本文 =>
----------

誕生に関わる倫理的問題(生殖技術、クローン技術、出生前診断)

医療の発達に伴い、人工授精、体外受精、排卵誘発剤といった生殖技術が発達しています。これらの技術が生み出す問題点として、技術と、法制度の解離があげられます。

一例としては、保存精子の問題があります。すなわち、夫の死後、今の所、保存精子による人工授精によって生まれた子は、法的には、子どもと認知されません。このように、法的に想定していなかった現状が、技術の進歩により急速に実現しています。

又、クローン技術が実用レベルにまで発達してきました。クローン技術は、同じ遺伝子を持った人間が生まれるという事態を可能にしました。医療的な観点からは、拒絶の恐れのない臓器移植の実現などにつながる発達です。

しかし、そのようにして生まれた人間の人権はどのように尊重されるのか、元の人間との関係はどうなるのかといった点に課題が残っています。

出生前診断も、議論が重ねられている問題です。診断技術や、分析技術の発達に伴い、出生前に、母体から、これから生まれる子どもについての様々な情報を得ることができるようになってきました。その中には、遺伝的な欠損といった情報も含まれます。すると、そのような情報を基にして、中絶を行うという現実的な選択肢が生まれてきます。このような「命の選別」は、許されるのか。許されるとすれば、程度はどこまで合意できるのか。

そもそも、診断しないという権利も尊重されるべきであるが、現在の医療制度では、望まない情報も、知らされてしまうことがあるといった種々の問題が、現在議論されています。

----------

記録 =>
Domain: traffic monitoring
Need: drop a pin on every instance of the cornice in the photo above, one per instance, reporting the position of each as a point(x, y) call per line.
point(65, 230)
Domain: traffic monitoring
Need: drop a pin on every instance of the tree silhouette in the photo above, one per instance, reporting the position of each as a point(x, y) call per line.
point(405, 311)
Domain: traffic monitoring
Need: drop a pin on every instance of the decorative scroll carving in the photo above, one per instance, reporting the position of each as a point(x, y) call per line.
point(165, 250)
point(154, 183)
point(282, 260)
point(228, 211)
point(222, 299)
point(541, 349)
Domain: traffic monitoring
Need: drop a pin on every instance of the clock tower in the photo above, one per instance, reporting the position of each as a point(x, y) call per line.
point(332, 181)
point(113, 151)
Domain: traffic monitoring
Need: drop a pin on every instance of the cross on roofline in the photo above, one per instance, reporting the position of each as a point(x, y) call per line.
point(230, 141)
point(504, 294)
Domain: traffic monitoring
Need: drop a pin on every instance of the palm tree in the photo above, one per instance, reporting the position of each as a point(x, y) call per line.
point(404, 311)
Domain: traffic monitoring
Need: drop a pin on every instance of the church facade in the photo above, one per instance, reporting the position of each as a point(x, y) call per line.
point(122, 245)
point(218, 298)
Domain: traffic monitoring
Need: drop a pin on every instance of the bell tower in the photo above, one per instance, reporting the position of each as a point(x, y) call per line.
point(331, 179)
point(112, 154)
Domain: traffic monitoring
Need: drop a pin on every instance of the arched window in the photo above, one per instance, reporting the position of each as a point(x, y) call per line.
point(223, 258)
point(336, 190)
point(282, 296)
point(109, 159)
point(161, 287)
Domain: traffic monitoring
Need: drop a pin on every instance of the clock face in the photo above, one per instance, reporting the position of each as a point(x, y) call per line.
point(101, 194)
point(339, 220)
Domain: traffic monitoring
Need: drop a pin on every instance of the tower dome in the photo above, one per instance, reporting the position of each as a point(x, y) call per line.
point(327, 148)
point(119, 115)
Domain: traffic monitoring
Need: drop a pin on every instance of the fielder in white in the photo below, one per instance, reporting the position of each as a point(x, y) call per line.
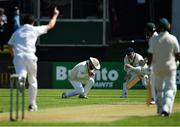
point(163, 53)
point(22, 42)
point(133, 68)
point(150, 31)
point(82, 74)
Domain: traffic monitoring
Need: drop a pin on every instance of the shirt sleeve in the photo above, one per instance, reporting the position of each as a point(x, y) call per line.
point(150, 49)
point(82, 73)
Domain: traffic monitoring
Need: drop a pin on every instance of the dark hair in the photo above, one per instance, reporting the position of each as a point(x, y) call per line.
point(28, 19)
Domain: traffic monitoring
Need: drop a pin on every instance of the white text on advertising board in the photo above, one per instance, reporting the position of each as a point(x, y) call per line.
point(104, 78)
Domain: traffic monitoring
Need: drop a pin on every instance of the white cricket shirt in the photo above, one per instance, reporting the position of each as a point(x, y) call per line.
point(24, 39)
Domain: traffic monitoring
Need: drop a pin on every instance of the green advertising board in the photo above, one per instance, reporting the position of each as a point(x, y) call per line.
point(110, 76)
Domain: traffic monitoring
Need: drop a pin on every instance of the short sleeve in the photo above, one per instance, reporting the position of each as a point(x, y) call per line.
point(41, 30)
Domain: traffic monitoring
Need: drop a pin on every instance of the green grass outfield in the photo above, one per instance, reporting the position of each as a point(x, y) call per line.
point(50, 98)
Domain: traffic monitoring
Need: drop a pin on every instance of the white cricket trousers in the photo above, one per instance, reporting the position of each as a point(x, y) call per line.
point(79, 89)
point(165, 88)
point(26, 66)
point(144, 80)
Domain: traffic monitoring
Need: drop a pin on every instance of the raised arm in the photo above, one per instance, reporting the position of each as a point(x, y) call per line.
point(53, 20)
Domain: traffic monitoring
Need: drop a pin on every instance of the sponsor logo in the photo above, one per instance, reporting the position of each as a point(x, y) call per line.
point(104, 78)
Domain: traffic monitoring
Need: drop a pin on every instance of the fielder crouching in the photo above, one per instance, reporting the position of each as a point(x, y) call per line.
point(82, 74)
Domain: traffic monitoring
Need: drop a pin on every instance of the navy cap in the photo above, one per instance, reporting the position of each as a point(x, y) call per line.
point(129, 51)
point(163, 23)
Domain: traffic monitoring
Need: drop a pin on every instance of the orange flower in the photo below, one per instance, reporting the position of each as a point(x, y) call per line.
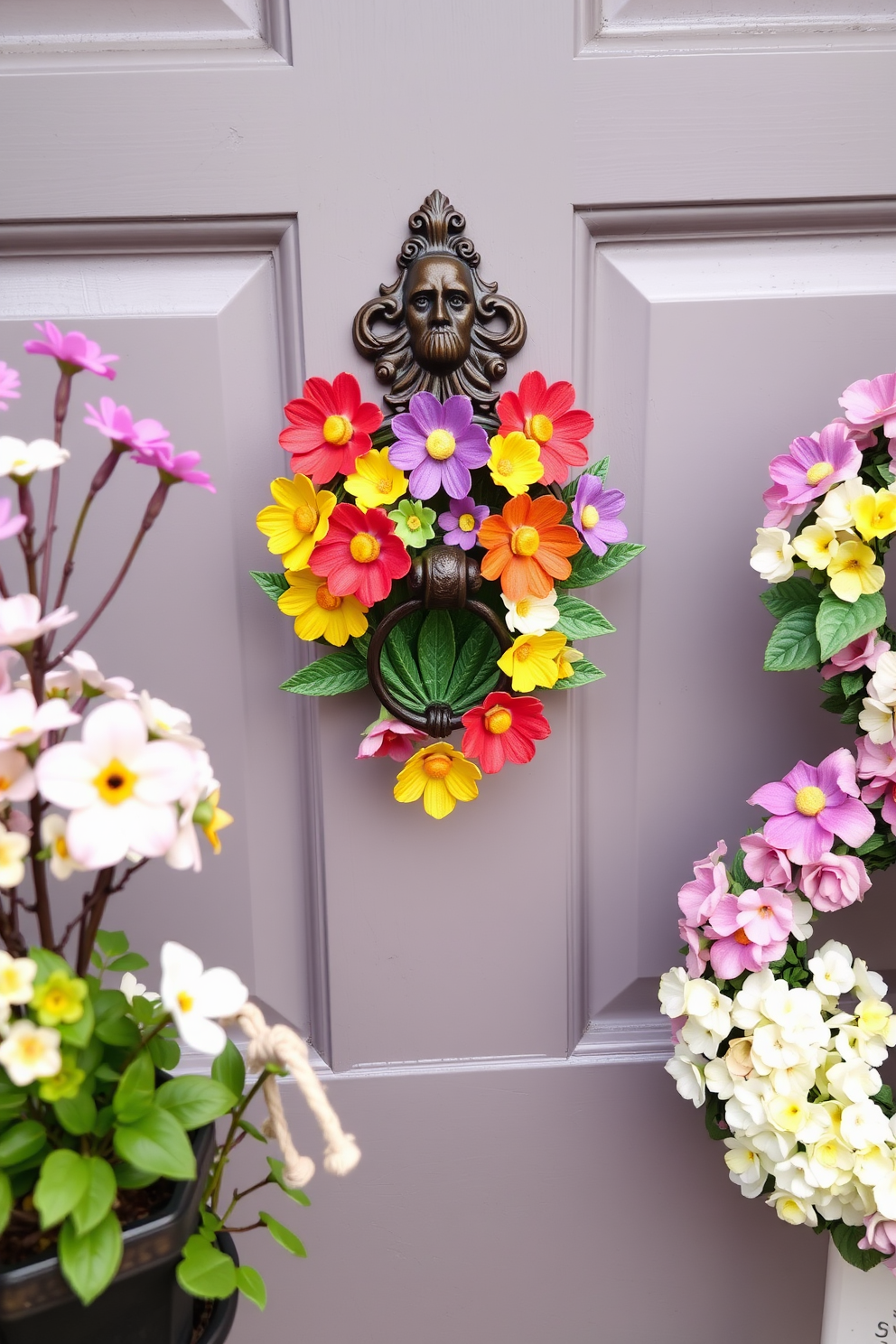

----------

練習問題 =>
[1] 本文のうち、「又、クローン技術が実用レベル」を含む語句で始まり「題が、現在議論されています。」で終わる部分を、一字一句違えずに書き写してください。
[2] 本文を2文で要約してください。
[3] 本文によると、クローン技術は医療的な観点から何の実現につながる発達とされていますか。
記録は本文とは別の出典によるものです。

解答 =>
[1]
又、クローン技術が実用レベルにまで発達してきました。クローン技術は、同じ遺伝子を持った人間が生まれるという事態を可能にしました。医療的な観点からは、拒絶の恐れのない臓器移植の実現などにつながる発達です。

しかし、そのようにして生まれた人間の人権はどのように尊重されるのか、元の人間との関係はどうなるのかといった点に課題が残っています。

出生前診断も、議論が重ねられている問題です。診断技術や、分析技術の発達に伴い、出生前に、母体から、これから生まれる子どもについての様々な情報を得ることができるようになってきました。その中には、遺伝的な欠損といった情報も含まれます。すると、そのような情報を基にして、中絶を行うという現実的な選択肢が生まれてきます。このような「命の選別」は、許されるのか。許されるとすれば、程度はどこまで合意できるのか。

そもそも、診断しないという権利も尊重されるべきであるが、現在の医療制度では、望まない情報も、知らされてしまうことがあるといった種々の問題が、現在議論されています。

[2] 医療の発達により人工授精や体外受精などの生殖技術とクローン技術が発達し、技術と法制度の解離や、クローン技術で生まれた人間の人権の尊重といった課題が生じている。また、出生前診断で遺伝的な欠損などの情報が得られるようになり、それに基づく中絶という「命の選別」の是非や、診断しない権利などが議論されている。

[3] 拒絶の恐れのない臓器移植の実現です。